### STORED ROWS ###

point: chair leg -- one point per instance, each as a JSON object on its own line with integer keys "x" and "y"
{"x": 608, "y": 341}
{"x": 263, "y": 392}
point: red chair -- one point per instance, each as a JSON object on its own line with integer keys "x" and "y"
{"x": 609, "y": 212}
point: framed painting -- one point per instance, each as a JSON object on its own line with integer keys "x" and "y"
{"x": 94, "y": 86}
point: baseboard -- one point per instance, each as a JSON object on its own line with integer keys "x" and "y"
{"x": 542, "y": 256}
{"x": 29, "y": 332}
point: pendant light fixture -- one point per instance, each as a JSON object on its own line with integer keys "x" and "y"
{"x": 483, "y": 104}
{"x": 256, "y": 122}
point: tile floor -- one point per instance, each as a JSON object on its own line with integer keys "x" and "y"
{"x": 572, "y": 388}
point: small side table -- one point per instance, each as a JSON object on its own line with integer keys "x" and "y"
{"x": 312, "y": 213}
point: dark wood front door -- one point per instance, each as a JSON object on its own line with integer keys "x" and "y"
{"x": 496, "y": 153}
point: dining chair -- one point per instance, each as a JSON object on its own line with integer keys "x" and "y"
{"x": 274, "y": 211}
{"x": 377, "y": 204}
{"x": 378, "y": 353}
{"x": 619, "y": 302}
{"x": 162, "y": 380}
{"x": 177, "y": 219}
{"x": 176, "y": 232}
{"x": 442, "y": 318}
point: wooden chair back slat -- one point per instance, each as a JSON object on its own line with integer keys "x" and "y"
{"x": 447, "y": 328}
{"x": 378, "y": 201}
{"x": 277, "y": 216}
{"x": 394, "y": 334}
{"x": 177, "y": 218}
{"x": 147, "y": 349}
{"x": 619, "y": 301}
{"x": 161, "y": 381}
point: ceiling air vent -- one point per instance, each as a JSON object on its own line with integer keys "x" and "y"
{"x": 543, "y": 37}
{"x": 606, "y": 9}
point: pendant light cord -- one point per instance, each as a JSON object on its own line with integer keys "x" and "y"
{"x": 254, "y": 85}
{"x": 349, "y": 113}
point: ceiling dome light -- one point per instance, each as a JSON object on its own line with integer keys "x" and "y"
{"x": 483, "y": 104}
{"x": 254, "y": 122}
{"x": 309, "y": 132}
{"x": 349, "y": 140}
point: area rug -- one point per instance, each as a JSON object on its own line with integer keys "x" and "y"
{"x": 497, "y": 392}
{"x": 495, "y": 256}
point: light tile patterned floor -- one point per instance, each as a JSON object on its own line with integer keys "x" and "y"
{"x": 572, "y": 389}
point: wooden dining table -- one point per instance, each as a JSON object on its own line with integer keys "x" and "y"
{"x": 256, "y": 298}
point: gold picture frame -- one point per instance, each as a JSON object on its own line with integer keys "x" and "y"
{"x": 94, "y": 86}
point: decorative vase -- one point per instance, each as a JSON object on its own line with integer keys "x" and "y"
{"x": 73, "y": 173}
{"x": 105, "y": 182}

###
### STORED ROWS ###

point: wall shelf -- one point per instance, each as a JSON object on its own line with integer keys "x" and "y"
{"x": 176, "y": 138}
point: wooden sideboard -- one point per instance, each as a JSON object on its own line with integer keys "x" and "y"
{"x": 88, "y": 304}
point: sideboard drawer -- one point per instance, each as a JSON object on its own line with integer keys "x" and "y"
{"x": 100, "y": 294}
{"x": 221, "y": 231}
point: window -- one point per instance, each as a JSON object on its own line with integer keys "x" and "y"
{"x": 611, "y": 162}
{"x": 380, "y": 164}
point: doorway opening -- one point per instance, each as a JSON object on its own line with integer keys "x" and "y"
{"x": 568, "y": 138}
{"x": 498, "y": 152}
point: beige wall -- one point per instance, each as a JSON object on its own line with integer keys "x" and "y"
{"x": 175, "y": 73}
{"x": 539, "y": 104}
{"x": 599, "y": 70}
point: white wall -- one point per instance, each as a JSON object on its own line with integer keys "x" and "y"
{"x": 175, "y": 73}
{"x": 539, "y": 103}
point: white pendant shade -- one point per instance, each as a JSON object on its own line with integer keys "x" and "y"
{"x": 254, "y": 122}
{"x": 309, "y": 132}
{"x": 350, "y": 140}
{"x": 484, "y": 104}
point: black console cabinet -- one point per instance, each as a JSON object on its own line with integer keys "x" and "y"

###

▸ AIM OF THE TASK:
Reproduce the part of the listing that opens with the line containing "point: beige wall" and closes with the line containing "point: black console". Include both of those lines and copy each line without any change.

▸ TASK OUTPUT:
point: beige wall -- one point per instance, each as a JSON object on its own line with integer keys "x" and "y"
{"x": 175, "y": 73}
{"x": 539, "y": 104}
{"x": 599, "y": 70}
point: white wall -- one point per instance, each as a JSON object on its own line with integer keys "x" and "y"
{"x": 175, "y": 73}
{"x": 539, "y": 103}
point: white pendant shade -- one point per instance, each as a JSON object on its own line with integer keys "x" and "y"
{"x": 254, "y": 122}
{"x": 309, "y": 132}
{"x": 350, "y": 140}
{"x": 484, "y": 104}
point: black console cabinet -- one point per instance, each as a JSON object on its own line with integer keys "x" and "y"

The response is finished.